- **Task item**
Rewrite the records below with every "rough mask" changed to "coarse mask", keeping everything else the same.

Stored data entries
++++
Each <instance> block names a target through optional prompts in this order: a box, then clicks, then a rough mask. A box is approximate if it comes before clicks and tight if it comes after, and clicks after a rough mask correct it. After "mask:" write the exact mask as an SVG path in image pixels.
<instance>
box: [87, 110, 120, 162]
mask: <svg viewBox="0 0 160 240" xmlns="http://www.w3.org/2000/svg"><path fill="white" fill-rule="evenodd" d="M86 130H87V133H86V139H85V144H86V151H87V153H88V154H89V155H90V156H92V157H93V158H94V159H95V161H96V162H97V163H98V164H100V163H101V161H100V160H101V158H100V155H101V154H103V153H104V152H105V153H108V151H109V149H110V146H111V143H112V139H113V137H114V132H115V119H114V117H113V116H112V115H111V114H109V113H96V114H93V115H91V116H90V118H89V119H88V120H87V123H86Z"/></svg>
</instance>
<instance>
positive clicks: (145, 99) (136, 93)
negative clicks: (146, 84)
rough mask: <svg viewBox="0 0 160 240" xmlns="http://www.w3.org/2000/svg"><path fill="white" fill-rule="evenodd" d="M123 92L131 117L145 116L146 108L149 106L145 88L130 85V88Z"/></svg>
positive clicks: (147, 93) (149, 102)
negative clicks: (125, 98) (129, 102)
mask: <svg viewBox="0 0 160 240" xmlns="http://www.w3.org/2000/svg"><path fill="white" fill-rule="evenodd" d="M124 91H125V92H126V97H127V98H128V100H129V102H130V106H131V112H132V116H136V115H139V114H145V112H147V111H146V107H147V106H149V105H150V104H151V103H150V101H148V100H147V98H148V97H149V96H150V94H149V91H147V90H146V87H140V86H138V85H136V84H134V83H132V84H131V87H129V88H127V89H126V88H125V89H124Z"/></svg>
++++
- **Answer section**
Each <instance> block names a target through optional prompts in this order: a box, then clicks, then a coarse mask. A box is approximate if it comes before clicks and tight if it comes after, and clicks after a coarse mask correct it. After "mask:" write the exact mask as an SVG path in image pixels.
<instance>
box: [87, 110, 120, 162]
mask: <svg viewBox="0 0 160 240" xmlns="http://www.w3.org/2000/svg"><path fill="white" fill-rule="evenodd" d="M86 130H87V133H86V139H85V144H86V151H87V153H88V154H89V155H90V156H92V157H93V158H94V159H95V161H96V162H97V163H98V164H100V163H101V161H100V160H101V158H100V155H101V154H103V153H104V152H105V153H108V151H109V149H110V146H111V143H112V139H113V137H114V132H115V119H114V117H113V116H112V115H111V114H109V113H96V114H93V115H91V116H90V118H89V119H88V120H87V123H86Z"/></svg>
</instance>
<instance>
positive clicks: (145, 99) (136, 93)
negative clicks: (146, 84)
coarse mask: <svg viewBox="0 0 160 240" xmlns="http://www.w3.org/2000/svg"><path fill="white" fill-rule="evenodd" d="M123 92L131 117L145 116L146 108L149 106L145 88L130 85V88Z"/></svg>
positive clicks: (147, 93) (149, 102)
negative clicks: (125, 98) (129, 102)
mask: <svg viewBox="0 0 160 240" xmlns="http://www.w3.org/2000/svg"><path fill="white" fill-rule="evenodd" d="M124 91H125V92H126V97H127V98H128V100H129V102H130V106H131V112H132V116H136V115H139V114H145V112H147V111H146V107H147V106H149V105H150V104H151V103H150V101H148V100H147V98H148V97H149V96H150V94H149V91H147V90H146V87H140V86H138V85H136V84H134V83H132V84H131V87H129V88H127V89H126V88H125V89H124Z"/></svg>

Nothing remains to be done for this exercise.